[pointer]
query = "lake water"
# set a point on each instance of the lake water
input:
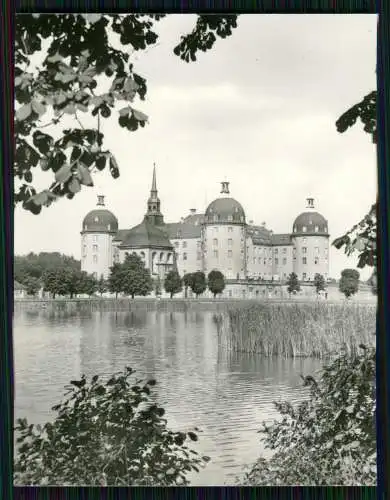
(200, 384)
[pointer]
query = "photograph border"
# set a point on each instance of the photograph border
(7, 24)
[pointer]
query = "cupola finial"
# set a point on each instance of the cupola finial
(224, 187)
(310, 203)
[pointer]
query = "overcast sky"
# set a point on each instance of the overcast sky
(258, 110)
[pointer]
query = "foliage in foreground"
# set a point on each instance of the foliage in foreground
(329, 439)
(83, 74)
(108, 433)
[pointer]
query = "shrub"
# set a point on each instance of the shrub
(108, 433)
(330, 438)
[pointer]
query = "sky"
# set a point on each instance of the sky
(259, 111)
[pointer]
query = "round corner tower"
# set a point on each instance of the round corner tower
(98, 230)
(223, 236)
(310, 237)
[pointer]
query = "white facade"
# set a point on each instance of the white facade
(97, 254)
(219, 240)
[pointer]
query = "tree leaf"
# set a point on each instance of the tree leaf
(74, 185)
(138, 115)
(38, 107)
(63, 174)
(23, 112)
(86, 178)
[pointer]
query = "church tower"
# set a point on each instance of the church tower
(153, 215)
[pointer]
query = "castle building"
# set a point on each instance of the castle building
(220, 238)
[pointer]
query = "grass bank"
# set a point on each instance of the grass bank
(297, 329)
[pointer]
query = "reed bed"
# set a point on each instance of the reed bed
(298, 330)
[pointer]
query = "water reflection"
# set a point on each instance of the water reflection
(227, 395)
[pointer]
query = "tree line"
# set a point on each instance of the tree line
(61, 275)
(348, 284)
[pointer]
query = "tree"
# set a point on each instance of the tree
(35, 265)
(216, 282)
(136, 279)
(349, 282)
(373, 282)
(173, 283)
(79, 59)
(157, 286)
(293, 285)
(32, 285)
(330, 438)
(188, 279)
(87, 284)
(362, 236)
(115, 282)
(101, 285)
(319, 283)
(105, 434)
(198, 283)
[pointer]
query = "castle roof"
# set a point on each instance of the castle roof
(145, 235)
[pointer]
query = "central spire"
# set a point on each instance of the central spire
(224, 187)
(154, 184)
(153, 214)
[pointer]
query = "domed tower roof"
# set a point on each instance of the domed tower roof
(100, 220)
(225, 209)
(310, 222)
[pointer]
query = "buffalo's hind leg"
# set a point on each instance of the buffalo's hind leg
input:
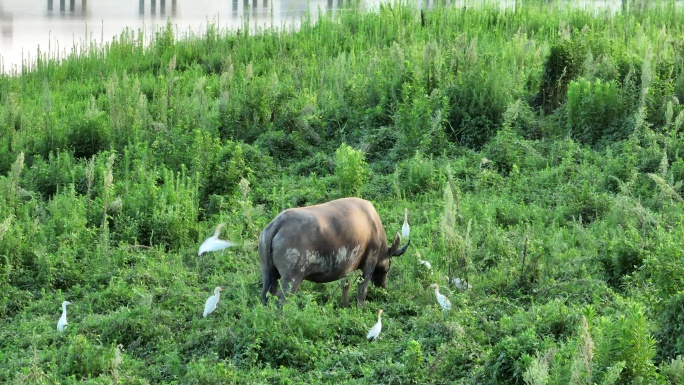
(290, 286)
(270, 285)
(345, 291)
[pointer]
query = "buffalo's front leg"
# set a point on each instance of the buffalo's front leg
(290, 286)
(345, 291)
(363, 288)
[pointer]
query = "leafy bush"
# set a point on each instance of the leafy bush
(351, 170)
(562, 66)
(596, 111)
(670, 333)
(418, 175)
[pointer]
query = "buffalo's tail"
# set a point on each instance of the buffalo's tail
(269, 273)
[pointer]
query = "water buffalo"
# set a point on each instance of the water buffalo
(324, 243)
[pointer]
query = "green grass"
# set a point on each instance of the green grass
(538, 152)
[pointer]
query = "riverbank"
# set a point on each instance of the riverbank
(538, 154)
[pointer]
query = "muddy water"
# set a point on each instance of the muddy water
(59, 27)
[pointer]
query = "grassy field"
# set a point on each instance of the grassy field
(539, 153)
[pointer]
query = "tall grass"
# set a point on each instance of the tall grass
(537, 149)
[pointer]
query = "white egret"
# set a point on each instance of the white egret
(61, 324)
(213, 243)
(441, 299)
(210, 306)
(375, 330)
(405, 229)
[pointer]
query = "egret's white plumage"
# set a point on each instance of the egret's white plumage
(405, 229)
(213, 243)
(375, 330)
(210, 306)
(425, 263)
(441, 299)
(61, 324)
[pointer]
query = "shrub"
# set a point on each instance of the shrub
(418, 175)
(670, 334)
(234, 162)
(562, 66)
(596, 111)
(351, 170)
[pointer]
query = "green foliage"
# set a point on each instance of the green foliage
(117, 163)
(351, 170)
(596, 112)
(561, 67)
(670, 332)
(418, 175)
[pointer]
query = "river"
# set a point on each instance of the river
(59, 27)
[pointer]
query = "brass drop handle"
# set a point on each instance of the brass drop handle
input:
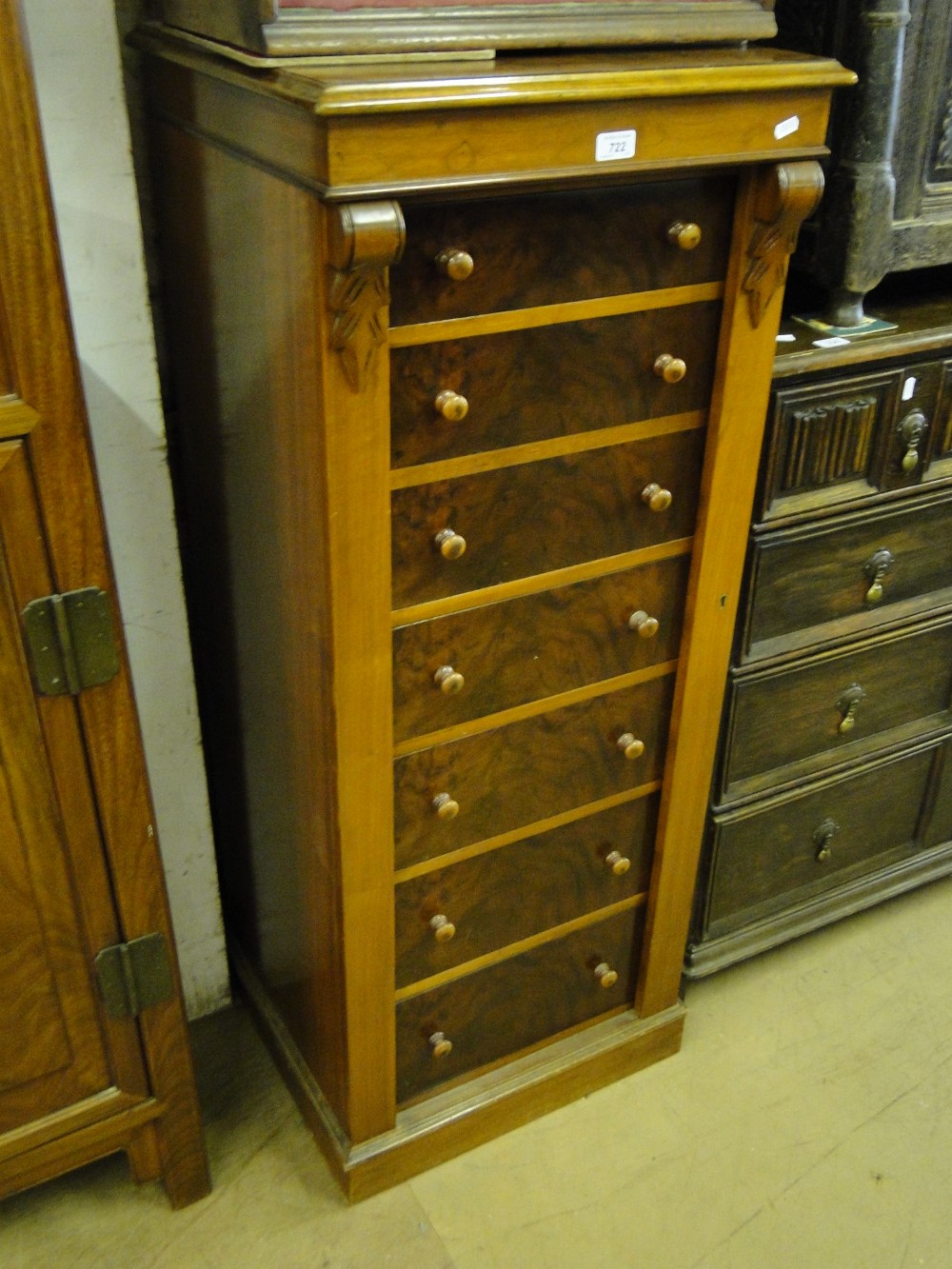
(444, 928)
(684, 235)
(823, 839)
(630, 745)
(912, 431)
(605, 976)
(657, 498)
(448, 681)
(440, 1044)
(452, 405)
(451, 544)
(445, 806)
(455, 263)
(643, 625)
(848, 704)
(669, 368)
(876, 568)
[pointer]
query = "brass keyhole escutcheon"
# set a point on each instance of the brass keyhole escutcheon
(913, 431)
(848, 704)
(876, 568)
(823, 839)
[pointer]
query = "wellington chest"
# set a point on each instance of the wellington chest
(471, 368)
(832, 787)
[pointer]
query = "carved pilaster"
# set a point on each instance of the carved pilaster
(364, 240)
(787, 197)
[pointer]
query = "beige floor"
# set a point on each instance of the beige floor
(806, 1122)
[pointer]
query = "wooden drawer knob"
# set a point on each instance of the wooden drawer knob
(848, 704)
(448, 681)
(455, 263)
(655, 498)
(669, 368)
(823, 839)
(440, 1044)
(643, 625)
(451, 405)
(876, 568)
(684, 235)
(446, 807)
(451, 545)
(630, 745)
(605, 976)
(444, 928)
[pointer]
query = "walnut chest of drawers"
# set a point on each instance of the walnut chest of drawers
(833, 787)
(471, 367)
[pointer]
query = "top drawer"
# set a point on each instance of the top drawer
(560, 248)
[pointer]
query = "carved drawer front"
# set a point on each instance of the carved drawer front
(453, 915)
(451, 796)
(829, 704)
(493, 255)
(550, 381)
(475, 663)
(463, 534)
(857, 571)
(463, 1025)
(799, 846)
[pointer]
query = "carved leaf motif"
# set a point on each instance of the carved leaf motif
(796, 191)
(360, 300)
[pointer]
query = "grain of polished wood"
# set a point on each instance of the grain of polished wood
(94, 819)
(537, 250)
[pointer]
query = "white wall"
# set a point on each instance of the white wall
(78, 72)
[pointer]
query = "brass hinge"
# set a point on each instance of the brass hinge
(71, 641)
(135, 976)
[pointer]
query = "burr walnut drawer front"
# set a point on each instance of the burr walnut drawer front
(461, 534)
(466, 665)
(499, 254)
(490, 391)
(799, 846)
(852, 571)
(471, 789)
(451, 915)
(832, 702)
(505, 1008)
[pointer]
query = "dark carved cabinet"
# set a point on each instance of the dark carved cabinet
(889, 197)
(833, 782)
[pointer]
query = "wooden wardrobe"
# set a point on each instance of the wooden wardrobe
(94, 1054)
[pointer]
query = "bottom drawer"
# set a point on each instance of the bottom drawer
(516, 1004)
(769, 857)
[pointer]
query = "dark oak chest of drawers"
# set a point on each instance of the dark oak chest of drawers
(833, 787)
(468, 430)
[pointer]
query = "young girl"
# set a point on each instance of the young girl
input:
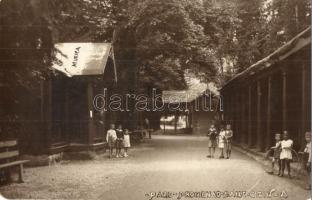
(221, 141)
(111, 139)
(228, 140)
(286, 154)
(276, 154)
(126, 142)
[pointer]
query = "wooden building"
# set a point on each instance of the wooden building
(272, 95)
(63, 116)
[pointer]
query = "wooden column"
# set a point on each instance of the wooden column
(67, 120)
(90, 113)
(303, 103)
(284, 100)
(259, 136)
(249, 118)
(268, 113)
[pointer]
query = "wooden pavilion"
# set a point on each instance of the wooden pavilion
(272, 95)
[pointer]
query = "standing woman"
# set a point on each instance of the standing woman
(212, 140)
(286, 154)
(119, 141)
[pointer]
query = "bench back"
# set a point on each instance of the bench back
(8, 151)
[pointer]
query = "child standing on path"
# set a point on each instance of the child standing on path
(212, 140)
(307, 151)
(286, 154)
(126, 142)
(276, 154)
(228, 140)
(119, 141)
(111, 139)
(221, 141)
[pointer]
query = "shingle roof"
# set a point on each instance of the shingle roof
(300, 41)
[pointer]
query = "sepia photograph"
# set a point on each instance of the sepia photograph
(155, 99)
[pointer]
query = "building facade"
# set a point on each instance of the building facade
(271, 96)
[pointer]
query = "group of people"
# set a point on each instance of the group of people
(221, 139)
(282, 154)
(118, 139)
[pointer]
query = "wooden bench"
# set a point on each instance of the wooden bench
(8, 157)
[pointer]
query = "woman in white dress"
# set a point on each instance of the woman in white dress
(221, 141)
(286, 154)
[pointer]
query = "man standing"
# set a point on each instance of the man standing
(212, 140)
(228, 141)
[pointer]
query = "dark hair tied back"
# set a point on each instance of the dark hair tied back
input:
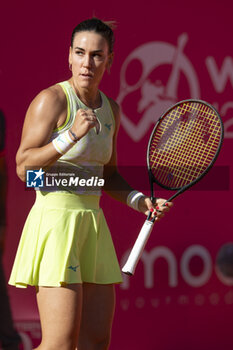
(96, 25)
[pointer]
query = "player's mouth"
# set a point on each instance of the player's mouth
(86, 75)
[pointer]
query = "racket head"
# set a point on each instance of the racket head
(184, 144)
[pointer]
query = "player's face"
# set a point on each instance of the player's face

####################

Exercise requirements: Wherever a line in the data above holds "young", copy that line.

Finished exercise:
query = "young girl"
# set a point on each instance of the young girl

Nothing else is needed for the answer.